OBJECTIVES →
A. Answer these questions about the text on the Commons Registration Act 1965:
(i) In what year was the Act enacted?
(ii) Which two later acts amended it?
(iii) How many years did the Act allow for registering common land and common rights?
B. Rewrite the passage on the Commons Registration Act 1965 that opens with the words containing "The Commons Registration Act 1965 is" and closes with "Registration Act 1936.", putting "Labour" in place of "Harold Wilson".
C. Carry on the text about the Commons Registration Act 1965 from the point where it stops.

SOURCE TEXT →
##########

The Commons Registration Act 1965 is an Act of Parliament in the United Kingdom enacted in 1965 that concerns the registration of rights to common land, town greens, and village greens in England and Wales. The legislation under the Harold Wilson government made reference to the Land Registration Act 1925 and Land Registration Act 1936.

The Countryside and Rights of Way Act 2000 and the Commons Act 2006, which gave new opportunities to register greens, amended the act.

Registrations and Losses
In the late 1960s, following the enactment of the Commons Registration Act 1965, the Open Spaces Society worked hard to register common land and common rights, in the three years allowed by the Act. However, still many commons were lost through failure to register them. The Act has reduced the historical rights of households that did not register under the Act. For example, villages in Wolvercote north of Oxford used to have grazing rights on Wolvercote Common. However, since the Act came into force, only those households that registered under the Act now have this right.

##########

DATASET ENTRIES →
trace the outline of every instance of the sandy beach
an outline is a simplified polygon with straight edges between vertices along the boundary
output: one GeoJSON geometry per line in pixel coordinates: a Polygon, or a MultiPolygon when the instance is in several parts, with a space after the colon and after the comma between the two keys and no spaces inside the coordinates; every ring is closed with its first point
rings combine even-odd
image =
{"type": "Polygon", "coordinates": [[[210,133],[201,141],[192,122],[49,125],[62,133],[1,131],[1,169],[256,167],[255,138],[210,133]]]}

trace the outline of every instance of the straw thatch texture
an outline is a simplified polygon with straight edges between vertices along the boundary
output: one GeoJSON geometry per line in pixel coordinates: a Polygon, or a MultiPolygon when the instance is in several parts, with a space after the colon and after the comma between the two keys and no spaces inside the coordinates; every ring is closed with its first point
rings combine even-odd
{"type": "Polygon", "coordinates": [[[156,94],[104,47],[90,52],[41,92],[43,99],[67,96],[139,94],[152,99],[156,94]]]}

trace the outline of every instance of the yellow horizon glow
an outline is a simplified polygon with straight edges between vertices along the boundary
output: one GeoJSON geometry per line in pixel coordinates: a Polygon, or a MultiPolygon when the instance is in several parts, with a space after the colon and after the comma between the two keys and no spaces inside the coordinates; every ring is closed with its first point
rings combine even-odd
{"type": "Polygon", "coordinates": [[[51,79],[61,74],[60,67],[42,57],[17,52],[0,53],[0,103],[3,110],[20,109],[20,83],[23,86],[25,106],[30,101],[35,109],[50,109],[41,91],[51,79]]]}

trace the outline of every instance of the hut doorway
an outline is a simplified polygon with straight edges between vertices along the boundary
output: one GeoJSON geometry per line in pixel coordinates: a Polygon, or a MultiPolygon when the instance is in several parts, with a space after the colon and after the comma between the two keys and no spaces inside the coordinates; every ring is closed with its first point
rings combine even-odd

##########

RESPONSES IN ORDER →
A.
(i) 1965
(ii) The Countryside and Rights of Way Act 2000 and the Commons Act 2006
(iii) Three years

B.
The Commons Registration Act 1965 is an Act of Parliament in the United Kingdom enacted in 1965 that concerns the registration of rights to common land, town greens, and village greens in England and Wales. The legislation under the Labour government made reference to the Land Registration Act 1925 and Land Registration Act 1936.

C.
Several hundred square kilometres of ‘waste land’ that was eligible for registration under the 1965 Commons Registration Act was not, in fact, finally registered. As a consequence, it ceased to be recognised as common land. A partial remedy for this defect in the earlier legislation is provided by the Commons Act 2006. Under Schedule 2, 4 of the Act, applications that failed under the original registration process may, in certain circumstances, be reconsidered – offering, in effect, a second chance for the land to be confirmed (‘re-registered’) as common. Land that is re-registered in this way will enjoy the special legal protection afforded to common land. It will also be subject to the public right of access introduced by the Countryside and Rights of Way Act 2000; or, may qualify as a section 193 ‘urban’ common (in which case, it would also be subject to a right of access for horse-riders).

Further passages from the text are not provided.